▶ [EXERCISE OBJECTIVE]: Copy the following material line for line, keeping every word, number and symbol unchanged.

▶ [THE INPUT]:

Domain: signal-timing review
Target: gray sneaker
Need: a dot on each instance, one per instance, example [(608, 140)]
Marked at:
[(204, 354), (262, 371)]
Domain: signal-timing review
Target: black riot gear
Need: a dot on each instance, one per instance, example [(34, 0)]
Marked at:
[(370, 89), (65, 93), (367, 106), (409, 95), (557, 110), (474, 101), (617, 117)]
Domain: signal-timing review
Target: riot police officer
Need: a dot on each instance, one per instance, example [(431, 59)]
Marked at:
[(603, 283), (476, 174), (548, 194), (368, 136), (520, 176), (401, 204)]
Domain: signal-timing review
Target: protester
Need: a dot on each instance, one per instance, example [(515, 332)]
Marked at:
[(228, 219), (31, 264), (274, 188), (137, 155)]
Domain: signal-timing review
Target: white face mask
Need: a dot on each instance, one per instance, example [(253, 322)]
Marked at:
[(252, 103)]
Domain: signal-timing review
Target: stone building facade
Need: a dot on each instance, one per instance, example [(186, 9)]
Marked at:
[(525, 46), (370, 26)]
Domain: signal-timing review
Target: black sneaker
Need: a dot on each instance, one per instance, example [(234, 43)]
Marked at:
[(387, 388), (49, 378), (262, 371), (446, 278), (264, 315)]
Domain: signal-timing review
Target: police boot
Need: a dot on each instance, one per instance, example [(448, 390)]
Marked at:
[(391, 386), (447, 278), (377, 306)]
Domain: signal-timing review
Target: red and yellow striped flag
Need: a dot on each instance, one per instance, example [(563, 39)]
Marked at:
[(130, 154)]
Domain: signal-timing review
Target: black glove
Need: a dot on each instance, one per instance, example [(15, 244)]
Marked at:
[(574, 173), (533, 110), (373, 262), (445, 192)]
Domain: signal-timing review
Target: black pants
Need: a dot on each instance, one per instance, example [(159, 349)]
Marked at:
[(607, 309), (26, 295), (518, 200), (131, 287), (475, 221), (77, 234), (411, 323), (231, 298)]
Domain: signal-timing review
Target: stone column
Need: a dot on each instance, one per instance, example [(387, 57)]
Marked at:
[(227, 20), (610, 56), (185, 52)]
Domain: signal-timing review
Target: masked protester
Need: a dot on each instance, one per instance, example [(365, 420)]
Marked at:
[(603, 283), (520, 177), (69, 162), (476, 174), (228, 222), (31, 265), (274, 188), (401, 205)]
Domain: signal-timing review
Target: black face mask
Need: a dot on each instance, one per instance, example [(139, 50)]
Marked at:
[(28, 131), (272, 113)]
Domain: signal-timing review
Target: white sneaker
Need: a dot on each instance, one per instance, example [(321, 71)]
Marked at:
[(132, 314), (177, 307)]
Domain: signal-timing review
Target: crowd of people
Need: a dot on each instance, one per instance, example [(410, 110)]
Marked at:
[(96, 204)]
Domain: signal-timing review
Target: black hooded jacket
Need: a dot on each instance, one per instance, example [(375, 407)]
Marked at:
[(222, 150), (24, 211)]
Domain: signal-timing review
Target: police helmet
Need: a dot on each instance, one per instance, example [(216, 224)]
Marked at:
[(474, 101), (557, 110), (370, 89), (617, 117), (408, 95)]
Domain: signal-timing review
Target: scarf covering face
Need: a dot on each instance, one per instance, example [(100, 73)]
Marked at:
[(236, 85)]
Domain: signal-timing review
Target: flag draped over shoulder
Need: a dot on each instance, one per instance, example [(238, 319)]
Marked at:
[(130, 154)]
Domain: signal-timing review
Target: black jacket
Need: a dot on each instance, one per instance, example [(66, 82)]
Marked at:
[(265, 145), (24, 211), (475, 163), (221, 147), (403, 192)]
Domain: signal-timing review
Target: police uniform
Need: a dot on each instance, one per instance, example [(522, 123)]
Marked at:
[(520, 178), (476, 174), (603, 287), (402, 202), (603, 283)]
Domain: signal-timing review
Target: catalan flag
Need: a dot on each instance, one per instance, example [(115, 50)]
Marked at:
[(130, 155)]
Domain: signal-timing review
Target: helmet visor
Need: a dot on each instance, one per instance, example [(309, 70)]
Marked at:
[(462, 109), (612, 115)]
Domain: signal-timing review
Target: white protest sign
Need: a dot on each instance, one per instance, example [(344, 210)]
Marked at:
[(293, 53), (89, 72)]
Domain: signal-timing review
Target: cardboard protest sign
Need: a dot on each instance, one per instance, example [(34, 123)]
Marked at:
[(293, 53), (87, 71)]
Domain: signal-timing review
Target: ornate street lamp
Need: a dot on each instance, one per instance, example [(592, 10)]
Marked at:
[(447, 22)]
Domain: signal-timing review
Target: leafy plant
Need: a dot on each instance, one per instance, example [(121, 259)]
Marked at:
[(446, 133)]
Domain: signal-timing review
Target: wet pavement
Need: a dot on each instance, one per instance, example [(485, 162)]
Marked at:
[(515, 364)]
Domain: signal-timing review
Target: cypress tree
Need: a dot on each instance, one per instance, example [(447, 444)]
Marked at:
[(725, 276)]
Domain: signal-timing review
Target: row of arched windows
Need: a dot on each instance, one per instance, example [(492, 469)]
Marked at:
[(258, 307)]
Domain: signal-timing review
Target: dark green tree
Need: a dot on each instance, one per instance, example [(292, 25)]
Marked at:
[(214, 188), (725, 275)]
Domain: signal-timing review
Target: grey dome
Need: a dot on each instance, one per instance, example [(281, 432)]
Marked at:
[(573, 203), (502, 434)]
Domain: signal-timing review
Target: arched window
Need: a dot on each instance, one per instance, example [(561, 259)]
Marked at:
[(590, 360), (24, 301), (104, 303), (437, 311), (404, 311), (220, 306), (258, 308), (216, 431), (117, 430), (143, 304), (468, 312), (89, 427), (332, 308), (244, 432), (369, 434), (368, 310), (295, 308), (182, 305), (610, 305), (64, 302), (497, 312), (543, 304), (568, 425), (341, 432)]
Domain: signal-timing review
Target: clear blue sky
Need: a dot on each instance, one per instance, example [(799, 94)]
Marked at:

▶ [RESULT BELOW]:
Domain: signal-timing review
Target: gray sneaker
Need: a dot on each instance, one per instance, example [(608, 140)]
Marked at:
[(204, 354), (262, 371)]
Domain: signal-timing review
Target: black riot gear
Need: a dot on each instance, one per instance, example [(34, 0)]
Marked at:
[(370, 89), (65, 93), (367, 106), (409, 95), (557, 110), (474, 101), (617, 117)]
Domain: signal-timing review
Target: riot police officer
Need: a dot on each instance, one per instance, example [(431, 59)]
Marked at:
[(603, 283), (476, 174), (548, 194), (368, 136), (520, 176), (401, 204)]
Domain: signal-timing review
Target: protester
Need: a dot on each instance, one per instance, example [(515, 332)]
Marked at:
[(228, 219), (31, 264), (274, 188), (137, 155)]
Domain: signal-timing review
Target: white face mask
Need: a dot on each instance, one per instance, example [(253, 322)]
Marked at:
[(252, 103)]
Domain: signal-timing review
Target: stone building facade
Need: a dot on each instance, one per instance, example [(186, 9)]
Marked at:
[(525, 46), (370, 26)]
Domain: signal-timing review
Target: black sneaker
Need: a dot on each instance, one per instance, example [(234, 43)]
Marked at:
[(387, 388), (49, 378), (262, 371), (446, 278), (264, 315)]
Domain: signal-timing review
Target: police boot
Need: a dot on each instance, one per instance, example [(448, 390)]
Marked at:
[(391, 386), (447, 278), (377, 306)]
Domain: signal-timing review
Target: red and yellow striped flag
Need: a dot on each instance, one per instance, example [(563, 39)]
Marked at:
[(130, 154)]
Domain: signal-timing review
Target: black glove
Need: a dot on each instance, one per instance, example [(15, 244)]
Marked at:
[(574, 173), (533, 110), (373, 262), (445, 192)]
Domain: signal-timing review
Target: black pants
Need: a dot on each instance, one per instance, example [(159, 349)]
Marked at:
[(607, 309), (26, 295), (518, 200), (131, 287), (475, 221), (77, 234), (411, 323), (231, 298)]
Domain: signal-timing review
Target: stone column
Need: a dot on each instance, one per instance, example [(387, 57)]
Marked at:
[(227, 20), (610, 56), (185, 52)]
Domain: signal-timing review
Target: masked protester
Need: a dot on each instance, one per instance, example [(365, 420)]
Marked at:
[(603, 283), (520, 177), (69, 162), (476, 174), (228, 222), (31, 265), (274, 188), (401, 205)]
Domain: signal-timing review
Target: black face mask
Need: a dot on each instance, one per instance, example [(139, 50)]
Marked at:
[(28, 131), (272, 113)]
Domain: signal-timing review
Target: white sneaker
Need: a dot on each instance, one per instance, example [(321, 71)]
Marked at:
[(132, 314), (177, 307)]
Domain: signal-timing review
Target: crowd of people
Need: a dot on each instance, one per instance, example [(410, 110)]
Marked at:
[(96, 204)]
Domain: signal-timing review
Target: black hooded jacket
Need: a dot on each instance, one per instance, example [(375, 407)]
Marked at:
[(222, 150), (24, 211)]
Domain: signal-timing review
Target: police helmet
Need: a dot on each instance, one per instance, example [(216, 224)]
Marked at:
[(474, 101), (557, 110), (370, 89), (617, 117), (408, 95)]
Domain: signal-timing review
Target: scarf covering face
Need: a dot on each instance, one per instance, example [(100, 73)]
Marked at:
[(236, 85)]
Domain: signal-timing review
Target: flag draped over shoulder
Need: a dot on each instance, one per instance, example [(238, 319)]
Marked at:
[(130, 154)]
Domain: signal-timing review
Target: black jacket
Need: a dot on each instance, one per instance, example [(66, 82)]
Marked at:
[(265, 145), (24, 211), (475, 163), (221, 147), (403, 192)]
Domain: signal-timing review
Target: police uniform
Need: a dot on each instance, one per instance, example [(522, 123)]
Marked at:
[(520, 178), (476, 174), (603, 287), (402, 202), (603, 283)]
Domain: signal-timing review
Target: catalan flag
Need: a dot on each instance, one per instance, example [(115, 50)]
Marked at:
[(130, 155)]
Domain: signal-timing review
Target: helmet visor
Need: a dot on each instance, one per instance, example [(309, 70)]
Marked at:
[(462, 109), (612, 115)]
Domain: signal-timing review
Target: white protest sign
Need: a dot on each instance, one per instance, example [(344, 210)]
Marked at:
[(293, 53), (89, 72)]
Domain: signal-timing review
Target: cardboard protest sign
Need: a dot on each instance, one per instance, example [(34, 123)]
Marked at:
[(293, 53), (87, 71)]
Domain: signal-timing review
Target: ornate street lamp
Need: a dot on each instance, one per instance, example [(592, 10)]
Marked at:
[(447, 22)]
Domain: signal-timing review
Target: leafy plant
Need: a dot on each instance, one per instance, example [(121, 259)]
Marked at:
[(446, 133)]
Domain: signal-timing review
Target: wet pavement
Need: a dot on each instance, one per instance, example [(485, 162)]
Marked at:
[(515, 364)]
Domain: signal-timing review
Target: cypress tree
Need: a dot on each instance, one per instance, example [(447, 444)]
Marked at:
[(725, 276)]
Domain: signal-timing review
Target: row of arched windows
Need: a dot on each instance, one per instance, example [(492, 469)]
Marked at:
[(258, 307)]
Domain: signal-timing review
Target: dark green tree
Need: a dot on each instance, one per instance, example [(292, 25)]
Marked at:
[(214, 188), (725, 275)]
Domain: signal-timing review
Target: grey dome
Need: a dot on each instance, one per instance, example [(281, 432)]
Marked at:
[(573, 203), (502, 434)]
Domain: signal-timing review
Target: arched window
Need: a dot on each instance, one per instance, example [(561, 259)]
Marked at:
[(590, 360), (24, 301), (104, 303), (437, 311), (404, 311), (220, 306), (258, 308), (216, 431), (117, 430), (143, 304), (468, 312), (89, 427), (332, 308), (244, 432), (369, 434), (368, 310), (295, 308), (182, 305), (610, 305), (64, 302), (497, 312), (543, 304), (568, 425), (341, 432)]
Domain: signal-timing review
Target: clear blue sky
Need: a dot on each instance, one per instance, example [(799, 94)]
Marked at:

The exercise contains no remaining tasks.